Point annotation dataset records:

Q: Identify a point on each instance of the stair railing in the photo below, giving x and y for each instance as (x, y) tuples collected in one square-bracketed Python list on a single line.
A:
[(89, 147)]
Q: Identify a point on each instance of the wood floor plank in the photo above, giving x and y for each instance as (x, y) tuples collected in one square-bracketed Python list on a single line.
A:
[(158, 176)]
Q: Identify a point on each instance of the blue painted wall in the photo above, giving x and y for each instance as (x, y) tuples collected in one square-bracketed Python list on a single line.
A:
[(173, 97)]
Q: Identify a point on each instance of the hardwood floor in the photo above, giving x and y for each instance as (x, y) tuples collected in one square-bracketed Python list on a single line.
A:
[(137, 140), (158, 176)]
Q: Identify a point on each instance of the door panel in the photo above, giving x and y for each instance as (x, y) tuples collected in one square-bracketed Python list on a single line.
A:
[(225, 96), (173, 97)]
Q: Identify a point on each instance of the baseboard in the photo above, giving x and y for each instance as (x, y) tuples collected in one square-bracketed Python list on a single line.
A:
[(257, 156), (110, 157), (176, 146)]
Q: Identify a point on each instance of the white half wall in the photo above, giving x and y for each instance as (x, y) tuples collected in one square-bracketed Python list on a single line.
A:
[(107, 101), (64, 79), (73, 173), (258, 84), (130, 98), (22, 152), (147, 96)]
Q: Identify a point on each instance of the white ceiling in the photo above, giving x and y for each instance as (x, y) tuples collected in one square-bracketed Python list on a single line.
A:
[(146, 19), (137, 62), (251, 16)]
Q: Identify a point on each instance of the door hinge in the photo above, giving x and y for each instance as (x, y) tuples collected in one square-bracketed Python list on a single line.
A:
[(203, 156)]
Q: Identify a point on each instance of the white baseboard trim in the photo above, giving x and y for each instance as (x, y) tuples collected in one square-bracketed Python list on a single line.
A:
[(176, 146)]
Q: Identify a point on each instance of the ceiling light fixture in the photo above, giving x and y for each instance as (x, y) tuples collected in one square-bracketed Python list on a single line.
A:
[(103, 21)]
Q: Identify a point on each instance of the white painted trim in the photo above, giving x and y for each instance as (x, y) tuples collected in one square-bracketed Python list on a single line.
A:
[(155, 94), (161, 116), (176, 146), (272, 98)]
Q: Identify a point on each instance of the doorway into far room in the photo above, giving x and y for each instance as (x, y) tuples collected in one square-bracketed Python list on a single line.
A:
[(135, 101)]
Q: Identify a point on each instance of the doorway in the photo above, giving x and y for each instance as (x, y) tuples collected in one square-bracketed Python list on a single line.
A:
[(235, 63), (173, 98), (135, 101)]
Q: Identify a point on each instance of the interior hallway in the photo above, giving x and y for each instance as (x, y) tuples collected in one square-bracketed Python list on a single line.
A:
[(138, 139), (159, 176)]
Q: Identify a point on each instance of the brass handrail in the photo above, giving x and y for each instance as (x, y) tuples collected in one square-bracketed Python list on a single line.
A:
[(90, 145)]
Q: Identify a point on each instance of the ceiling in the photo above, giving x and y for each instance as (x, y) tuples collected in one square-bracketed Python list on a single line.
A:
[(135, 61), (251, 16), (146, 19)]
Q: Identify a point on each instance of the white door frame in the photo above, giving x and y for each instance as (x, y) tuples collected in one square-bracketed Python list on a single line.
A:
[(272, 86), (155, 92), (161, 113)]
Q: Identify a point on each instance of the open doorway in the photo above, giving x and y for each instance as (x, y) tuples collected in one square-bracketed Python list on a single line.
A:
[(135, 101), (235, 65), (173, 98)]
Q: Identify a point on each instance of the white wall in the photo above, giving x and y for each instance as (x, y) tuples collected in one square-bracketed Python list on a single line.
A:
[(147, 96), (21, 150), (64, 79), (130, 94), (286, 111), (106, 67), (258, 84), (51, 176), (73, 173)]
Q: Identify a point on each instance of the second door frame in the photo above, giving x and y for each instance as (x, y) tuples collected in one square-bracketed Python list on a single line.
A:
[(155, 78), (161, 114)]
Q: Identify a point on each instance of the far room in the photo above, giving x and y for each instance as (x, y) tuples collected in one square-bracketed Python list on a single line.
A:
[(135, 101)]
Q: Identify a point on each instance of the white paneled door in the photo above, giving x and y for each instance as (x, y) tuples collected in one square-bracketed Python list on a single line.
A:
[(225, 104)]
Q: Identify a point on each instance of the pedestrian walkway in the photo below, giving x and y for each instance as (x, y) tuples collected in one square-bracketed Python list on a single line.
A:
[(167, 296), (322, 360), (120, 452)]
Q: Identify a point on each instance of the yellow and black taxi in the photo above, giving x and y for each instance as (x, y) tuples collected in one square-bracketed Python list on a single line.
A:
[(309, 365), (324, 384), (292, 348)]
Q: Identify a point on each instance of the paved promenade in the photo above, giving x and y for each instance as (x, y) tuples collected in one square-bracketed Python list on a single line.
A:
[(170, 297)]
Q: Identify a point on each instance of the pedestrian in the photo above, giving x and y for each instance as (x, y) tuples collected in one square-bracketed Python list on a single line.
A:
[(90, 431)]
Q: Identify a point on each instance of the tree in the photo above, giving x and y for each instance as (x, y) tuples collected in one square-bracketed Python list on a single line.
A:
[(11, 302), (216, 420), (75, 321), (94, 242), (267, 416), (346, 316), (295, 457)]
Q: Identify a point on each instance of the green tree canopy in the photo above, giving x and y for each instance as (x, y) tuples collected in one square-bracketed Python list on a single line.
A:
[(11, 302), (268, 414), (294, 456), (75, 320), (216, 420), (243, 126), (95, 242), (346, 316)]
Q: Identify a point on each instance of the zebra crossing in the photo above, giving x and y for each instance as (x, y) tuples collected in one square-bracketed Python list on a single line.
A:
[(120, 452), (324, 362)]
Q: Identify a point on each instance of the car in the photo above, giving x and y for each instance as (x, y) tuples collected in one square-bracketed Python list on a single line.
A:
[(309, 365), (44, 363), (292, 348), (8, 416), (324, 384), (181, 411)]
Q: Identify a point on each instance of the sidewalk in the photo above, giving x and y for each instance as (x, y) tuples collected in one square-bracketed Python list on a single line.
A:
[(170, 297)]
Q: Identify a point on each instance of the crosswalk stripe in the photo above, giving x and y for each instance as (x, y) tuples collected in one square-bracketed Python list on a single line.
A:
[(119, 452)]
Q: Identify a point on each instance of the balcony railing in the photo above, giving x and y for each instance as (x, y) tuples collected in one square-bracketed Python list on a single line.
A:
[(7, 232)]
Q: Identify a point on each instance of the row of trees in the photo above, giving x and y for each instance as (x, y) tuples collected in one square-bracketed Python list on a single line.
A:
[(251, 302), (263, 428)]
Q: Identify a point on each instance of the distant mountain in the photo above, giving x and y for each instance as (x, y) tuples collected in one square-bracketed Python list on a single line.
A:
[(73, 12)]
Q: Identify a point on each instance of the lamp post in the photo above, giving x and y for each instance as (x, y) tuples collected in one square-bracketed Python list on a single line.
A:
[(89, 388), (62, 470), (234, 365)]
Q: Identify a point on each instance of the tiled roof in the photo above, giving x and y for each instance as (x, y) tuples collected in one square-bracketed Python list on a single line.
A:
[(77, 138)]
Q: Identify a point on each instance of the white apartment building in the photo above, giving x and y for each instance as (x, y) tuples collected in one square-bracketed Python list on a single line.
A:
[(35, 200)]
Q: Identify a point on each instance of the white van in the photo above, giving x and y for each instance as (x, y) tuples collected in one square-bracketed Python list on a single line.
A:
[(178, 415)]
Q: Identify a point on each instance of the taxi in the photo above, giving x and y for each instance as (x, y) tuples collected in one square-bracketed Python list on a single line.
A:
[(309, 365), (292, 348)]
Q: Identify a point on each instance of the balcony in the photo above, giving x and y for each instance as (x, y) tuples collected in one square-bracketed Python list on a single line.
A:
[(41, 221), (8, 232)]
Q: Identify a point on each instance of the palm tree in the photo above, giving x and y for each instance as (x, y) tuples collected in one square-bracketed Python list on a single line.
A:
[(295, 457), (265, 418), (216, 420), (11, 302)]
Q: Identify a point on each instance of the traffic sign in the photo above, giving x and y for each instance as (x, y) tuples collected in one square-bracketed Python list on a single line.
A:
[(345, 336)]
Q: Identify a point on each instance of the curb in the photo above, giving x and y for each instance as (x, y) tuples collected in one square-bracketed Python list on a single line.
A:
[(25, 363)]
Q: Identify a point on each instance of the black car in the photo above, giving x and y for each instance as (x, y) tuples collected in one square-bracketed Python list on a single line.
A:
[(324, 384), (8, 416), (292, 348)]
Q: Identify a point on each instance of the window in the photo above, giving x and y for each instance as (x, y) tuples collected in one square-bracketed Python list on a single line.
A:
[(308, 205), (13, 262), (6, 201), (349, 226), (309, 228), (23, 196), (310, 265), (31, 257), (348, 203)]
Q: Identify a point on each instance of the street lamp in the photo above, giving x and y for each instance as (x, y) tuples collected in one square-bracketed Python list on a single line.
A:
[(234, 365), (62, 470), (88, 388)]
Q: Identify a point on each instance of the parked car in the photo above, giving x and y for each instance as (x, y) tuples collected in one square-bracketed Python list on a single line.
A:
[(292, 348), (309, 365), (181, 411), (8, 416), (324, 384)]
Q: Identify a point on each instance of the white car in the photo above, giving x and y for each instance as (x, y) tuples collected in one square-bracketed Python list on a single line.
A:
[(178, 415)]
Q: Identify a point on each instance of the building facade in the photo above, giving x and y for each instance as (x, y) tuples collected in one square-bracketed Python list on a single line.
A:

* * *

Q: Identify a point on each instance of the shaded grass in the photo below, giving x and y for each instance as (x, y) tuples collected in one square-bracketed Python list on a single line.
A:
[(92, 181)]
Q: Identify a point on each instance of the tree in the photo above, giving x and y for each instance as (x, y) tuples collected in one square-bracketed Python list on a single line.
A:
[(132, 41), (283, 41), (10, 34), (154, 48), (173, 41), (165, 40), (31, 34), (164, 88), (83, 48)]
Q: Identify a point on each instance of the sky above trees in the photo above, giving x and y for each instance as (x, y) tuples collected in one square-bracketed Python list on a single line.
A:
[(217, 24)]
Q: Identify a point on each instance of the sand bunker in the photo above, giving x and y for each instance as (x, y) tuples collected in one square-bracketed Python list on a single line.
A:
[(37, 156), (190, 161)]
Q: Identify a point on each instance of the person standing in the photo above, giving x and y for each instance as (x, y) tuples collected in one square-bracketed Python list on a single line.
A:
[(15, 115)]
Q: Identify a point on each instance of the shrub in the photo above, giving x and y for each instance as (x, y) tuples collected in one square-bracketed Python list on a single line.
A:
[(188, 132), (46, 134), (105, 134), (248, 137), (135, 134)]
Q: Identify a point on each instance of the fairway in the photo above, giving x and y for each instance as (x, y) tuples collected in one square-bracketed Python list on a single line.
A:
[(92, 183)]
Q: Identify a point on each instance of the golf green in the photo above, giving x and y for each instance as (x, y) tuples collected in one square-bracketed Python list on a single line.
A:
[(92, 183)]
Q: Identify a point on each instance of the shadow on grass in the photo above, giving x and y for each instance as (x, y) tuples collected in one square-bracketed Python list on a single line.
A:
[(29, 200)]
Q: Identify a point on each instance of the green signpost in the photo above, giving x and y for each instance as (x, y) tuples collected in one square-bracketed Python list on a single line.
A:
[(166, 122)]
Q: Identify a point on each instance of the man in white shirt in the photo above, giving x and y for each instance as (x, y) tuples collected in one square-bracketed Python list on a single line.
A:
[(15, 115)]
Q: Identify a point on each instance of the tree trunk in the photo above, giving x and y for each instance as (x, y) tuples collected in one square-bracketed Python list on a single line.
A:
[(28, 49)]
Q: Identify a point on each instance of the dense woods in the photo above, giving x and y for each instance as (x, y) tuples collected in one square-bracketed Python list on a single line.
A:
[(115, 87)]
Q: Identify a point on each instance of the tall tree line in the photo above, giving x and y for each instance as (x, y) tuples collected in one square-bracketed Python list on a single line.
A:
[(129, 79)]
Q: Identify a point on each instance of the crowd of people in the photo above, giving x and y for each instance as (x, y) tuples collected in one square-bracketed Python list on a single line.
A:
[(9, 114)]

- SET EXERCISE:
Pick out each line of the material above that contains the string "room", and copy those lines. Case counts when matching.

- FULL RESPONSE:
Q: Identify a point on each instance of the doorway into far room in the photo above, giving x and y for each instance as (x, y) tuples collected in one square-bracketed Python list on a single line.
Q: Identify a point on each instance of the far room in the photo above, giving x and y for each instance as (x, y) tuples collected in one square-bracketed Python list on a single line.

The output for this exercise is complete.